* _Goal_
Find every line in the rows below that contains the string "stem" with its case matched, and copy each of those lines.

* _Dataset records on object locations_
☆ ☆ ☆

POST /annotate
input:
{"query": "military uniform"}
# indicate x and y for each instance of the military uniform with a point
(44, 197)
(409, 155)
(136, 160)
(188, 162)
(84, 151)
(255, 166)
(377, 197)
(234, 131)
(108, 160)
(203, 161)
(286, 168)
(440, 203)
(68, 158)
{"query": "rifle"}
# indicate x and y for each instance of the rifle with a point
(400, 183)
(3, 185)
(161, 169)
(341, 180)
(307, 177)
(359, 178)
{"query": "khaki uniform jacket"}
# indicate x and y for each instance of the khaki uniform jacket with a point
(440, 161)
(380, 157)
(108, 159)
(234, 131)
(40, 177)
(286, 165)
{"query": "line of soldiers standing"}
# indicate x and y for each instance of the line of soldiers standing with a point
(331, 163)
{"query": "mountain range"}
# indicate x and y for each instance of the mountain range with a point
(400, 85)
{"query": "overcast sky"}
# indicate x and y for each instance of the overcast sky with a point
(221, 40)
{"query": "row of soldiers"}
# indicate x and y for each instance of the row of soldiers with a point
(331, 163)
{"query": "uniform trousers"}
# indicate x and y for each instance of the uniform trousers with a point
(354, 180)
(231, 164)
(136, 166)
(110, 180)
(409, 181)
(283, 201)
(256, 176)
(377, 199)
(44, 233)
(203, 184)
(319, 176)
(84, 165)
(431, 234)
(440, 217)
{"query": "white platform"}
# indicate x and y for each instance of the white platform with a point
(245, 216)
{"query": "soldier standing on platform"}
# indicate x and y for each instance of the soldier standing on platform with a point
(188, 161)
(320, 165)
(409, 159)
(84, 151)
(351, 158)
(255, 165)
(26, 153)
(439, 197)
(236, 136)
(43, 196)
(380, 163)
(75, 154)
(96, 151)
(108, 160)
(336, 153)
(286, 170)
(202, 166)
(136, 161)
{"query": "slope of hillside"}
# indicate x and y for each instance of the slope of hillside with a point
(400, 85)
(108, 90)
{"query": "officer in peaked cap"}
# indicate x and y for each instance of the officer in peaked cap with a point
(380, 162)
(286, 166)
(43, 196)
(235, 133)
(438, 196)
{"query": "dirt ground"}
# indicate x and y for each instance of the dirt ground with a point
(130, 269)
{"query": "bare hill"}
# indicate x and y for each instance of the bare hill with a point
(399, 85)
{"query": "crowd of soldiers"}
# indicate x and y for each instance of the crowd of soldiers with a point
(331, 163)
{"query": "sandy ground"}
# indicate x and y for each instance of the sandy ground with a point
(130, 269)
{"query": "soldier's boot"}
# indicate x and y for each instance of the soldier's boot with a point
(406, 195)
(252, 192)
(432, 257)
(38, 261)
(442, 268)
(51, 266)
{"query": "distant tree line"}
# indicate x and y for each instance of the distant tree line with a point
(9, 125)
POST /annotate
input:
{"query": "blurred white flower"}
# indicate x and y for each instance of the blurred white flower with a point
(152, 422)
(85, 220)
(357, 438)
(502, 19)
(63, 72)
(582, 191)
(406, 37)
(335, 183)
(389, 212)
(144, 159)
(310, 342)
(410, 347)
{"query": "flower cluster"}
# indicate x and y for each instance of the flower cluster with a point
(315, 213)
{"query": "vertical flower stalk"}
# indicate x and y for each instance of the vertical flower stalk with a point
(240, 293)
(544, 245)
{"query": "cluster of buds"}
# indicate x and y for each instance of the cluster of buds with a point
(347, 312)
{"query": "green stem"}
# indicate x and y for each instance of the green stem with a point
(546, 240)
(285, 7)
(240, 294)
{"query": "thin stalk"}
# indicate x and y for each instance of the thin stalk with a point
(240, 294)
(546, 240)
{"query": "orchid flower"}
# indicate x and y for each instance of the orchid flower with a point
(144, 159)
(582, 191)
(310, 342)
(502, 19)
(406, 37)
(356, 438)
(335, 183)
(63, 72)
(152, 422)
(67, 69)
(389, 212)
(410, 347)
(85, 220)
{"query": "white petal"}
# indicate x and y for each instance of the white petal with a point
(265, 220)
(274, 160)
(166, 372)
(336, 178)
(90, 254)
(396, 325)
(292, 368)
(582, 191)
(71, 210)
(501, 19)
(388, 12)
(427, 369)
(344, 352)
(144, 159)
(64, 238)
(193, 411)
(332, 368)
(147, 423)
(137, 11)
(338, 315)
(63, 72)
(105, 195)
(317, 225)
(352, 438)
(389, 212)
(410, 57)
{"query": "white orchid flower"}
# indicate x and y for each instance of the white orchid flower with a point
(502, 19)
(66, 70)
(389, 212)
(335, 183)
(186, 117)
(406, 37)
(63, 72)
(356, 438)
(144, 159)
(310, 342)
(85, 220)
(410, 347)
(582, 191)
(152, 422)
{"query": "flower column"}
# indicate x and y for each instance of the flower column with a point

☆ ☆ ☆

* _Result of the exercise_
{"query": "green stem"}
# indicate x and y for each instance of the green stem with a point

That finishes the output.